_任务说明 A_
下方这篇打家劫舍3题解的代码注释里，TreeNode 结构体声明了哪些成员变量？请全部列出它们的名字。
━━ 文本片段 ━━
LeetCode 337. 【DP】【递归】打家劫舍3
原题链接
中等
作者:
大明湖的鱼
,
2021-01-29 23:35:58
,
所有人可见
,
阅读 310
思路
代码1
/**
* Definition for a binary tree node.
* struct TreeNode {
* int val;
* TreeNode *left;
* TreeNode *right;
* TreeNode(int x) : val(x), left(NULL), right(NULL) {}
* };
*/
class Solution {
public:
unordered_map<TreeNode* ,int> sums;
int rob(TreeNode* root) {
return tryRob(root);
}
int tryRob(TreeNode* node){
if(node == nullptr) return 0;
if(sums.count(node)) return sums[node];
//偷取该节点
int res1 =0;
if(node->left) res1 += (tryRob(node->left->left)+tryRob(node->left->right));
if(node->right) res1 +=(tryRob(node->right->left) + tryRob(node->right->right));
res1 += node->val;
//不偷取该节点
int res2 = tryRob(node->left) + tryRob(node->right);
sums[node] = max(res1,res2);
return sums[node];
}
};
这个动态规划比较容易理解
/**
* Definition for a binary tree node.
━━━
━━ 数据集内容 ━━
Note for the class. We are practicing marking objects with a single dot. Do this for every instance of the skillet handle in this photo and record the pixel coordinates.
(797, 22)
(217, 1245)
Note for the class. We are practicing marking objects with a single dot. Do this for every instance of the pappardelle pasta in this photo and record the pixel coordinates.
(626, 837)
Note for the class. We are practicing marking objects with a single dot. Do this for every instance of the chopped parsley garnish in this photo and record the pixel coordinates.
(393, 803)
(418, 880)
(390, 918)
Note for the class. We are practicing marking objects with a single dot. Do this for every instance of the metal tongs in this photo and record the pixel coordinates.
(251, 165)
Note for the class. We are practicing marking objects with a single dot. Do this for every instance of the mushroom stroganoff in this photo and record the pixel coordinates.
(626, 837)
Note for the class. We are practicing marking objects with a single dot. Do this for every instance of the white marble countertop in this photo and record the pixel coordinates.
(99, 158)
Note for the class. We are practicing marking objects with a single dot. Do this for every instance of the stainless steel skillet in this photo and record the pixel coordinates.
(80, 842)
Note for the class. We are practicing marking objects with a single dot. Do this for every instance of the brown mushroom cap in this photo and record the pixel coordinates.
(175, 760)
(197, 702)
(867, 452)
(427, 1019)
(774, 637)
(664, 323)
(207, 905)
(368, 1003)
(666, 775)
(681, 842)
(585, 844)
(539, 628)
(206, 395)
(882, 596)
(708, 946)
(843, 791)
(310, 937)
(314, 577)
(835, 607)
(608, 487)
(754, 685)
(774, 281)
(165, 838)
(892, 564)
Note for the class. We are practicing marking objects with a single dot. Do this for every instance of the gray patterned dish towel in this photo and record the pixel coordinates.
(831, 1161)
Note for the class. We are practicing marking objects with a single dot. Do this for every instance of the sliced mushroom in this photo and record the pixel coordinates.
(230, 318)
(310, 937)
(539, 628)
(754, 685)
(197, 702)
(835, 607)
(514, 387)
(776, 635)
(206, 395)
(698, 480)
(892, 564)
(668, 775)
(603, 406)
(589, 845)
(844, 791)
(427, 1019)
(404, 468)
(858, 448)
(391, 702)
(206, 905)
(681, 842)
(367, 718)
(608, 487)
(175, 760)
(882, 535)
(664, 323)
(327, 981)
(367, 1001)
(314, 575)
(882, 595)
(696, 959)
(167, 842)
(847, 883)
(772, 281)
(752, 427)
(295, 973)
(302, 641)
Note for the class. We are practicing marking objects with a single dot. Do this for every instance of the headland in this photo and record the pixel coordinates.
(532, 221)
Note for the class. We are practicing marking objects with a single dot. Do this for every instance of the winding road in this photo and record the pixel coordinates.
━━━
_任务说明 B_
请把数据行中从含有"of the brown"的那一行到含有"(831, 1161)"的那一行（两端都包括）重新写出，把"pixel coordinates"替换为"point coordinates"，其余保持不变，只输出这些行。

_参考答案 A_
val、left、right

_参考答案 B_
Note for the class. We are practicing marking objects with a single dot. Do this for every instance of the brown mushroom cap in this photo and record the point coordinates.
(175, 760)
(197, 702)
(867, 452)
(427, 1019)
(774, 637)
(664, 323)
(207, 905)
(368, 1003)
(666, 775)
(681, 842)
(585, 844)
(539, 628)
(206, 395)
(882, 596)
(708, 946)
(843, 791)
(310, 937)
(314, 577)
(835, 607)
(608, 487)
(754, 685)
(774, 281)
(165, 838)
(892, 564)
Note for the class. We are practicing marking objects with a single dot. Do this for every instance of the gray patterned dish towel in this photo and record the point coordinates.
(831, 1161)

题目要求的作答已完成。